Data extracted from a collection

■ ■ ■ ■ ■

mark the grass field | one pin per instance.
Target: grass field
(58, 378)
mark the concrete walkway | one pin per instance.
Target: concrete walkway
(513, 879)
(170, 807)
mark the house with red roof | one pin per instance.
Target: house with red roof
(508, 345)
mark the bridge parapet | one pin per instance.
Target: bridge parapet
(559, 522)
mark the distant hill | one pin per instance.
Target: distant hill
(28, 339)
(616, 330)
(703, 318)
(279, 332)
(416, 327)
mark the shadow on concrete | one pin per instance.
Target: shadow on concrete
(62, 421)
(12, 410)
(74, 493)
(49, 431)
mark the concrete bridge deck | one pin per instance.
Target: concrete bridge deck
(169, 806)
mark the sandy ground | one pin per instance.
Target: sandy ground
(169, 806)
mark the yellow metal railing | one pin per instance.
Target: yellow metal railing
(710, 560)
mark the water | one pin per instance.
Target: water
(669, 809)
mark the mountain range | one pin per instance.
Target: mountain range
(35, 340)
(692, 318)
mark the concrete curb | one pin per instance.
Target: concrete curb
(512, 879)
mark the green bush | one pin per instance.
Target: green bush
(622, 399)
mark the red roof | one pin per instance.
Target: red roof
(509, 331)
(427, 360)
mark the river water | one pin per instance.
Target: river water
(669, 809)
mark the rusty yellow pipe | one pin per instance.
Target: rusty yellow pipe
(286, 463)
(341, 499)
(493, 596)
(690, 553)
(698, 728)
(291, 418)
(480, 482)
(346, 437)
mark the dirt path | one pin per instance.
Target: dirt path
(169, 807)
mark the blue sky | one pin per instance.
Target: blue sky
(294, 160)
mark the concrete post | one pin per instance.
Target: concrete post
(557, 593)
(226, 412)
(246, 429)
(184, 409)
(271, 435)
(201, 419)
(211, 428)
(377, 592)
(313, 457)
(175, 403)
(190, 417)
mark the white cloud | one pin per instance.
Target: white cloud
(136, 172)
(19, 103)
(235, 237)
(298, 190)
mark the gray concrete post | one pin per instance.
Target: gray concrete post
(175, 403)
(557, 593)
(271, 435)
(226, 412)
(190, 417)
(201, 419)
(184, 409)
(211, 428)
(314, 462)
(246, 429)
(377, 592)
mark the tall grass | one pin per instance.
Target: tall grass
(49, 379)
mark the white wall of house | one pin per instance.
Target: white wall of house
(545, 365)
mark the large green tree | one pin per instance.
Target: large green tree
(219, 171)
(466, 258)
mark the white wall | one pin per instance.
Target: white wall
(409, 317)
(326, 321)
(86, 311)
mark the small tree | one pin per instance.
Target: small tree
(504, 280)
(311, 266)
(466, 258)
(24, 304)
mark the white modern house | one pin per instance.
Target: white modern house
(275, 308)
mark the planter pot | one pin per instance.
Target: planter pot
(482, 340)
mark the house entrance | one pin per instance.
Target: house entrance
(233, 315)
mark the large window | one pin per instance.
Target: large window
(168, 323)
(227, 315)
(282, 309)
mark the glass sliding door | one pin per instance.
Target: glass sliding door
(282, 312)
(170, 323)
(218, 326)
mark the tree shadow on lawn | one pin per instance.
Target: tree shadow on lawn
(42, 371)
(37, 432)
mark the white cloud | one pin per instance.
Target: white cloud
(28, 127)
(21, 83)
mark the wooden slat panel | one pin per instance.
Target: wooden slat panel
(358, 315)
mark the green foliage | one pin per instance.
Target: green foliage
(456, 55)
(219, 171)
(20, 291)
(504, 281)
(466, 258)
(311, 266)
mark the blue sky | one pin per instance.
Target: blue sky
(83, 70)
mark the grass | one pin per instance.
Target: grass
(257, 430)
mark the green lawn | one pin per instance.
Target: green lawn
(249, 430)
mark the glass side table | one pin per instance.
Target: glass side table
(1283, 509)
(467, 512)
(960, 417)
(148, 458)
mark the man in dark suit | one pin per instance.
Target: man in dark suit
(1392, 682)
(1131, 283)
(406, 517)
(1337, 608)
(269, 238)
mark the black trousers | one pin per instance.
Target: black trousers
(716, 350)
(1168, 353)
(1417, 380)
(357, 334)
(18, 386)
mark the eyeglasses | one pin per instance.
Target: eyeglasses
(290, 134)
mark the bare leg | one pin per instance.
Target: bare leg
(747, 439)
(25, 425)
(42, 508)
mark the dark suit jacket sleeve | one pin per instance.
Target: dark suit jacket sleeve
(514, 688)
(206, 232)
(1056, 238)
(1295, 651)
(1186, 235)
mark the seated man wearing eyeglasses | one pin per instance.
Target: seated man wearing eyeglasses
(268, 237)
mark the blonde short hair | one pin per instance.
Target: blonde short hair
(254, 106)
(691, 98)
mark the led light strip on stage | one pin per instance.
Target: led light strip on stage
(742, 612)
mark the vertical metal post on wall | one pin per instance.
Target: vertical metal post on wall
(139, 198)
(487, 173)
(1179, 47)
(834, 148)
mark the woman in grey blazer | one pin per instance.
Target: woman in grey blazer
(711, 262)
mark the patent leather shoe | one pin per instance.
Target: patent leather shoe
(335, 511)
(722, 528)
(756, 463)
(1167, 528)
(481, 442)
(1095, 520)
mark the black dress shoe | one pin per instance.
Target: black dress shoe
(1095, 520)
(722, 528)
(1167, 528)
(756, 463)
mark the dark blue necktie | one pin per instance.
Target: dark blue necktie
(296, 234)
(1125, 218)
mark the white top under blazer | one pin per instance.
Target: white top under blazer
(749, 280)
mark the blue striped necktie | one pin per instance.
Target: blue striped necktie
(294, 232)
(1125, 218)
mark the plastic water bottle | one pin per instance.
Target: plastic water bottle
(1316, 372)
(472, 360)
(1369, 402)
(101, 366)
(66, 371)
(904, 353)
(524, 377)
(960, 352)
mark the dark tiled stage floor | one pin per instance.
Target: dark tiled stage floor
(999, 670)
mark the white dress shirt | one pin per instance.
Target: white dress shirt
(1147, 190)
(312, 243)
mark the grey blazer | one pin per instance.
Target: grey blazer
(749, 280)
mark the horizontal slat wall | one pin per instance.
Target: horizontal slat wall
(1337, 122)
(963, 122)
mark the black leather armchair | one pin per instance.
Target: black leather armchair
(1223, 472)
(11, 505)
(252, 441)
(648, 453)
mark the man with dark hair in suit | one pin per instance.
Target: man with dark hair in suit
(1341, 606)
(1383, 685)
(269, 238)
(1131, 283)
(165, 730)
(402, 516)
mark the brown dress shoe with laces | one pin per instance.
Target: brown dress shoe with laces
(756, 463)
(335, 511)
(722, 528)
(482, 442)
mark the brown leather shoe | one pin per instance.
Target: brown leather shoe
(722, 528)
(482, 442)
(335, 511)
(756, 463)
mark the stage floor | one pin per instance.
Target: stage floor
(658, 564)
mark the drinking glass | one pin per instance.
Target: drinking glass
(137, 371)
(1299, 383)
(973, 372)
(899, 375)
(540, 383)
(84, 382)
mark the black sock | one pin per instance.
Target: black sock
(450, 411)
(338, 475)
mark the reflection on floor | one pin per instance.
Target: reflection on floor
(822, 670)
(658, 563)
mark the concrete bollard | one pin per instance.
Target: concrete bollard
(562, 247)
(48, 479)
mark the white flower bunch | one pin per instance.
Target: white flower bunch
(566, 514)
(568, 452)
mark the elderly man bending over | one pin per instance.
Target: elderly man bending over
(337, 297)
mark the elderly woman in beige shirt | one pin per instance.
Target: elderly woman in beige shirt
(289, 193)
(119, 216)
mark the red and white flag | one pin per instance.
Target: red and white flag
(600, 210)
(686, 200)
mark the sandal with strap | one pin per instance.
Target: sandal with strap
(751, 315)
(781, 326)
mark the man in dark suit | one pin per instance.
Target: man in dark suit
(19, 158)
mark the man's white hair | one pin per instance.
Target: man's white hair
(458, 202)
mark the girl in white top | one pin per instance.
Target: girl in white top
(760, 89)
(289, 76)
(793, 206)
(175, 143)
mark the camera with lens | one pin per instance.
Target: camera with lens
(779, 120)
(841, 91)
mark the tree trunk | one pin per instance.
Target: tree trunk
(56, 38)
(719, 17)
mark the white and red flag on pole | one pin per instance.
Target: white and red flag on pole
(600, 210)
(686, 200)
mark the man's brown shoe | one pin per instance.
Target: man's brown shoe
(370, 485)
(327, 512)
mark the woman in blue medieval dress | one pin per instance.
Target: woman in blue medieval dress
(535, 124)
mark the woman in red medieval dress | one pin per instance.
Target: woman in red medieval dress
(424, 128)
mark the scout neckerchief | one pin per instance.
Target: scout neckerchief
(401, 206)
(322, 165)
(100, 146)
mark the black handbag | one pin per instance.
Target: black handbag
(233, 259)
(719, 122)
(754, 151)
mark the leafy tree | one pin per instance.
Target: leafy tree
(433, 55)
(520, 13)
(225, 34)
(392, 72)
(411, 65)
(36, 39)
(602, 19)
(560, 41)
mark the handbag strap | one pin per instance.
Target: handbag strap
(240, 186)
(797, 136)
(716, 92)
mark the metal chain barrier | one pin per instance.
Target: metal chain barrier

■ ■ ■ ■ ■

#### Brief
Return all lines from the data above with "barrier" in them.

#### Output of the exercise
mark the metal chain barrier | one pin per instance.
Target: metal chain barrier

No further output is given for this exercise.